→ WHAT YOU WILL DO
Each entry below is to be copied verbatim, with no line missing.

→ DATA SUPPLIED
------------------------------------------------
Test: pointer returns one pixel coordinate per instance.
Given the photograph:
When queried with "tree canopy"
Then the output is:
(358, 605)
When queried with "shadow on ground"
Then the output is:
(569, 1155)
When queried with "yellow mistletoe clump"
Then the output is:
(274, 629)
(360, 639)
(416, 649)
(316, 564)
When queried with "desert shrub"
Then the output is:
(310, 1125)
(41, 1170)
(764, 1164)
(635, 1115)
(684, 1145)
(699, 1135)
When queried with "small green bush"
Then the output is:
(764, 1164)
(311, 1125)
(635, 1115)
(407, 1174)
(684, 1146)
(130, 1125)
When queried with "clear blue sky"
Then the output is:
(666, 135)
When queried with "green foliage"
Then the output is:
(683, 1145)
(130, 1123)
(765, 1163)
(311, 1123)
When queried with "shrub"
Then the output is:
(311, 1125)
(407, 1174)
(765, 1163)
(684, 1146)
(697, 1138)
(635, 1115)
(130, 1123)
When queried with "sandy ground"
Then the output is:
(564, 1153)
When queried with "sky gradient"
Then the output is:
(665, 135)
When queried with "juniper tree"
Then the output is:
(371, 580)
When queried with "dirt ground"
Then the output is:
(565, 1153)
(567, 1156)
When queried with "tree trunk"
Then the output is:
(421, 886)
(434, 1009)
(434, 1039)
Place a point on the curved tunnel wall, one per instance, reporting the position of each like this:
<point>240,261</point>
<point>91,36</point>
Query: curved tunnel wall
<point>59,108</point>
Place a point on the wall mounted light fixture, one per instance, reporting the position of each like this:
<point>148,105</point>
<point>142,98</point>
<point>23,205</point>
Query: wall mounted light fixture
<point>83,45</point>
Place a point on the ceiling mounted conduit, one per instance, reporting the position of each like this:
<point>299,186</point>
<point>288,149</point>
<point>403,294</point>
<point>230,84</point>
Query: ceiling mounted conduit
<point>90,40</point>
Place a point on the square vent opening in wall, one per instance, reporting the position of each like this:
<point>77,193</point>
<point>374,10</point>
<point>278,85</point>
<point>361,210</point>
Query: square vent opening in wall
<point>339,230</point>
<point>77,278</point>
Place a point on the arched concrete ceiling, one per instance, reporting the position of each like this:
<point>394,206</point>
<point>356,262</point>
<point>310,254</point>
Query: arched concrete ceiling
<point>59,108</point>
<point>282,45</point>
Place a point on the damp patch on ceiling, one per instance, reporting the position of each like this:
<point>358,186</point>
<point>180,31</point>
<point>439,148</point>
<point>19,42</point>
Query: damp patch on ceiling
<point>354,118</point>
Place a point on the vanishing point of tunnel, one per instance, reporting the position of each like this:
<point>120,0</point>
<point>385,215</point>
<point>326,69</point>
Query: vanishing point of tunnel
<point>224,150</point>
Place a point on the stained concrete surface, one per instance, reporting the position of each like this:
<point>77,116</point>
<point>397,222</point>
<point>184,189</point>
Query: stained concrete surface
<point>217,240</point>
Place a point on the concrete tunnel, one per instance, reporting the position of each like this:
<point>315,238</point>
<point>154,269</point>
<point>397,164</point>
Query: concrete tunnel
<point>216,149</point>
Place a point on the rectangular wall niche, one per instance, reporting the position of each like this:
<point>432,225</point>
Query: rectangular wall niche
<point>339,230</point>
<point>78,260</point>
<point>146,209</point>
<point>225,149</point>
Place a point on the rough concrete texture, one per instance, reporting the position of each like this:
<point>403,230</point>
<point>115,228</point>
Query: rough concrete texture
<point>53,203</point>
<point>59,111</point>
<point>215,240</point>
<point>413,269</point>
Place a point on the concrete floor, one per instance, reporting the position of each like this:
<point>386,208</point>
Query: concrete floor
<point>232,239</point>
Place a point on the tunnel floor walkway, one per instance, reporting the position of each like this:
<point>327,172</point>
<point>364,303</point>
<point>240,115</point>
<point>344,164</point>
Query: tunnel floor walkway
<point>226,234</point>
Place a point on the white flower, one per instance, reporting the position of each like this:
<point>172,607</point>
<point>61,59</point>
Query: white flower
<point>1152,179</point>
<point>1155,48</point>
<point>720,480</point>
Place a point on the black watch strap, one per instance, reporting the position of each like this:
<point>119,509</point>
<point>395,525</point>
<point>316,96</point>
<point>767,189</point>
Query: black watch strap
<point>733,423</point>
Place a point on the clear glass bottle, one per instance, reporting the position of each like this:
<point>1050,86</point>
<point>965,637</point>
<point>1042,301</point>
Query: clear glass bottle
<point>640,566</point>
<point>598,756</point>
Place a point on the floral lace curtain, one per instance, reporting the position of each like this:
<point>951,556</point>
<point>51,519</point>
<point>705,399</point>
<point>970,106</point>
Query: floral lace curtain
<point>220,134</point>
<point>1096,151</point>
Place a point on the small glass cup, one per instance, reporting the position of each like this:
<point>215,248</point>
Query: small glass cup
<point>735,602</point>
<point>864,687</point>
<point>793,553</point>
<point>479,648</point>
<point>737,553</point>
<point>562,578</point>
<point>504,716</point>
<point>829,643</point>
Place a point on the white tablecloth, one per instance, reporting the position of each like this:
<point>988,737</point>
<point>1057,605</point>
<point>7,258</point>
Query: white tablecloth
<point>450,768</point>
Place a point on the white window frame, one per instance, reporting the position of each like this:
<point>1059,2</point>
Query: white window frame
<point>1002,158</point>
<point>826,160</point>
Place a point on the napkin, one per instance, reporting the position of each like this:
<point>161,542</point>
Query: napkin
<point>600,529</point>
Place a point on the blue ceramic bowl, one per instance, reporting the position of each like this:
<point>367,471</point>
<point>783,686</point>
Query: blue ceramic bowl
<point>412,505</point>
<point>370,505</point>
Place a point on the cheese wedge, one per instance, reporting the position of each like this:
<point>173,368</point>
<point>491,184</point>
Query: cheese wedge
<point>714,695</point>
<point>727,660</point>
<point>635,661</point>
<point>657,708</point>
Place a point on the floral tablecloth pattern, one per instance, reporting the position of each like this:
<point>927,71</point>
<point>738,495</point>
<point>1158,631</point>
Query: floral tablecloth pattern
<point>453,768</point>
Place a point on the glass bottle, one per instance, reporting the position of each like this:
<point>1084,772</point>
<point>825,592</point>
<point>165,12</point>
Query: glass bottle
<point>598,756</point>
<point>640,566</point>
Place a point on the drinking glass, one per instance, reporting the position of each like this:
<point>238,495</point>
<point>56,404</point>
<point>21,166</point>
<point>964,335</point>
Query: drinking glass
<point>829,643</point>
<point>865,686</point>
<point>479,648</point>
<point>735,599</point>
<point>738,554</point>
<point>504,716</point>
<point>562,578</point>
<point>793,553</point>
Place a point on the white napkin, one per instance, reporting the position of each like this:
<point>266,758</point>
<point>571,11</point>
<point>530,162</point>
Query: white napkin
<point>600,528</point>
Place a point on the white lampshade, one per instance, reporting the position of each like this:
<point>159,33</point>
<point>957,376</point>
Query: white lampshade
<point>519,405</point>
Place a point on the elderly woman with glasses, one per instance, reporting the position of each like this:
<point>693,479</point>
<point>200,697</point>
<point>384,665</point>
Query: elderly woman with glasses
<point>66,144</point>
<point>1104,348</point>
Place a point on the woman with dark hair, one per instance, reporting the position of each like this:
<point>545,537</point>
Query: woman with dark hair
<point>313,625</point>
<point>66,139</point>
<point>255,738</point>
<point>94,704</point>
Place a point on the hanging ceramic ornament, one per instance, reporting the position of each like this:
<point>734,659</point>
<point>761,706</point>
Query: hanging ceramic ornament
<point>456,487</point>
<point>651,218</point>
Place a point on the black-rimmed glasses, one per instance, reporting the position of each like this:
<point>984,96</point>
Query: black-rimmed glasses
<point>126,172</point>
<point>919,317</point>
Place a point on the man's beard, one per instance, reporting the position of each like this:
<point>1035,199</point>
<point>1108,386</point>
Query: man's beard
------------------------------------------------
→ RESPONSE AREA
Test: pointer returns one pixel coordinate per instance.
Given the photograph:
When queried with "tree canopy"
Then the output is:
(358, 605)
When queried with "shadow on ground"
Then the output is:
(569, 1155)
When queried with "yellow mistletoe clump"
Then the output is:
(274, 629)
(360, 639)
(416, 649)
(316, 564)
When queried with "desert shrub"
Then the output is:
(310, 1125)
(41, 1170)
(764, 1164)
(635, 1115)
(684, 1145)
(699, 1135)
When queried with "small green bush"
Then the output is:
(764, 1164)
(311, 1125)
(635, 1115)
(407, 1174)
(684, 1146)
(130, 1125)
When queried with "clear blue sky"
Then the output is:
(666, 135)
When queried with "green foliage"
Then the output is:
(683, 1145)
(130, 1123)
(765, 1163)
(311, 1123)
When queried with "shrub"
Then the output is:
(311, 1125)
(407, 1174)
(765, 1163)
(684, 1146)
(697, 1138)
(635, 1115)
(130, 1123)
When queried with "sandy ground"
Then the output is:
(564, 1153)
When queried with "sky gradient"
Then the output is:
(665, 135)
When queried with "juniper tree"
Then the output is:
(371, 580)
When queried with "dirt ground"
Then the output is:
(565, 1153)
(567, 1156)
When queried with "tree trunk"
Then the output is:
(421, 886)
(434, 1009)
(434, 1039)
Place a point on the curved tunnel wall, one per instance, reporting the position of each like this:
<point>240,261</point>
<point>91,36</point>
Query: curved tunnel wall
<point>59,108</point>
Place a point on the wall mounted light fixture, one per instance, reporting the position of each like this:
<point>148,105</point>
<point>142,98</point>
<point>23,205</point>
Query: wall mounted light fixture
<point>83,45</point>
Place a point on the ceiling mounted conduit, one per instance, reporting the position of each like this:
<point>299,186</point>
<point>288,149</point>
<point>403,294</point>
<point>230,84</point>
Query: ceiling mounted conduit
<point>90,40</point>
Place a point on the square vent opening in wall, one per instance, reporting the position of each like this:
<point>77,193</point>
<point>374,10</point>
<point>278,85</point>
<point>361,210</point>
Query: square vent opening in wall
<point>339,230</point>
<point>77,278</point>
Place a point on the arched concrete ceiling, one per instance, reporting the position of each like this:
<point>394,206</point>
<point>356,262</point>
<point>310,254</point>
Query: arched concrete ceiling
<point>59,108</point>
<point>282,45</point>
Place a point on the damp patch on ceiling, one per instance, reporting the position of each like this:
<point>358,186</point>
<point>180,31</point>
<point>439,148</point>
<point>19,42</point>
Query: damp patch on ceiling
<point>354,118</point>
Place a point on the vanishing point of tunnel, one per instance, reporting the position of each like this:
<point>120,0</point>
<point>385,215</point>
<point>326,69</point>
Query: vanishing point of tunnel
<point>224,150</point>
Place a point on the stained concrete surface, one per instance, reporting the position of each like this:
<point>77,116</point>
<point>397,222</point>
<point>184,189</point>
Query: stained concrete surface
<point>217,240</point>
Place a point on the concrete tunnel, one per instance, reporting the position of each like this:
<point>315,238</point>
<point>154,269</point>
<point>397,164</point>
Query: concrete tunnel
<point>216,149</point>
Place a point on the rectangular wall niche, one per instance, reporting the position of each like this:
<point>432,225</point>
Query: rectangular wall niche
<point>339,230</point>
<point>78,260</point>
<point>146,209</point>
<point>225,149</point>
Place a point on the rough concrete texture, one per instance, reporting the position of each like this:
<point>403,230</point>
<point>115,228</point>
Query: rough concrete texture
<point>53,203</point>
<point>59,111</point>
<point>215,240</point>
<point>413,269</point>
Place a point on the concrete floor, one per instance, reporting the position of each like this:
<point>386,208</point>
Query: concrete floor
<point>232,239</point>
Place a point on the tunnel floor walkway, one per instance, reporting the position of each like this:
<point>327,172</point>
<point>364,303</point>
<point>240,115</point>
<point>344,164</point>
Query: tunnel floor walkway
<point>226,234</point>
Place a point on the white flower, one per instance, reporting the position of each like this:
<point>172,607</point>
<point>61,59</point>
Query: white flower
<point>1152,179</point>
<point>1155,48</point>
<point>720,480</point>
Place a point on the black watch strap, one per instance, reporting the position of each like this:
<point>119,509</point>
<point>395,525</point>
<point>316,96</point>
<point>767,189</point>
Query: black watch strap
<point>733,423</point>
Place a point on the clear glass bottle, one per instance, reporting the position of each like this:
<point>1050,86</point>
<point>965,637</point>
<point>1042,301</point>
Query: clear glass bottle
<point>640,566</point>
<point>598,756</point>
Place a point on the floral lace curtain, one per instance, reporting the position of each like this:
<point>951,556</point>
<point>51,519</point>
<point>705,399</point>
<point>970,106</point>
Query: floral lace curtain
<point>220,134</point>
<point>1096,151</point>
Place a point on the small glass cup, one per instance, reporting the position of each like this:
<point>215,248</point>
Query: small glass cup
<point>735,602</point>
<point>864,687</point>
<point>793,553</point>
<point>479,648</point>
<point>737,553</point>
<point>562,578</point>
<point>504,716</point>
<point>829,643</point>
Place a point on the white tablecloth, one per instance, reporting the position of each like this:
<point>988,737</point>
<point>1057,605</point>
<point>7,258</point>
Query: white tablecloth
<point>450,768</point>
Place a point on the white window frame, one per instance, reporting the position of each like this:
<point>1059,2</point>
Query: white window frame
<point>1002,158</point>
<point>826,160</point>
Place a point on the napkin, one per instance, reporting the position of each like this:
<point>161,542</point>
Query: napkin
<point>600,529</point>
Place a point on the blue ceramic bowl, one per instance, reporting the position of each like this:
<point>367,471</point>
<point>783,686</point>
Query: blue ceramic bowl
<point>412,505</point>
<point>370,505</point>
Place a point on the cheese wedge, one per instance, reporting the position of each like this:
<point>173,368</point>
<point>491,184</point>
Query: cheese wedge
<point>714,695</point>
<point>727,660</point>
<point>635,661</point>
<point>657,708</point>
Place a point on the floral tablecloth pattern, one per instance, reporting the position of each like this:
<point>927,71</point>
<point>738,495</point>
<point>1158,631</point>
Query: floral tablecloth pattern
<point>453,768</point>
Place a point on the glass bottle, one per instance, reporting the position of each like this:
<point>1084,772</point>
<point>825,592</point>
<point>165,12</point>
Query: glass bottle
<point>598,756</point>
<point>640,566</point>
Place a point on the drinking glass, one per instance, reporting the position of each like this:
<point>238,495</point>
<point>56,404</point>
<point>21,166</point>
<point>964,335</point>
Query: drinking glass
<point>829,643</point>
<point>865,686</point>
<point>479,648</point>
<point>735,599</point>
<point>738,554</point>
<point>504,716</point>
<point>562,578</point>
<point>793,553</point>
Place a point on the white napkin, one per instance, reporting the position of each like this:
<point>266,758</point>
<point>571,11</point>
<point>530,162</point>
Query: white napkin
<point>600,528</point>
Place a point on the white lampshade, one per instance, reporting the position of each like this:
<point>159,33</point>
<point>957,376</point>
Query: white lampshade
<point>519,405</point>
Place a point on the elderly woman with glasses, one per instance, reporting the position of each like this:
<point>693,479</point>
<point>200,697</point>
<point>384,665</point>
Query: elderly woman with glasses
<point>66,144</point>
<point>1104,348</point>
Place a point on the woman with dark hair, one per instance, reporting the position of each like this:
<point>545,537</point>
Query: woman with dark hair
<point>313,625</point>
<point>66,139</point>
<point>255,738</point>
<point>94,704</point>
Place a point on the hanging ceramic ornament, one per instance, reporting the position of each like this:
<point>734,659</point>
<point>761,706</point>
Query: hanging ceramic ornament
<point>456,487</point>
<point>651,218</point>
Place a point on the black-rimmed glasses, one per instance, reporting the position of each like this:
<point>984,96</point>
Query: black-rimmed glasses
<point>126,172</point>
<point>919,317</point>
Place a point on the man's beard, one per instance, reporting the position of each like this:
<point>1035,199</point>
<point>1108,386</point>
Query: man's beard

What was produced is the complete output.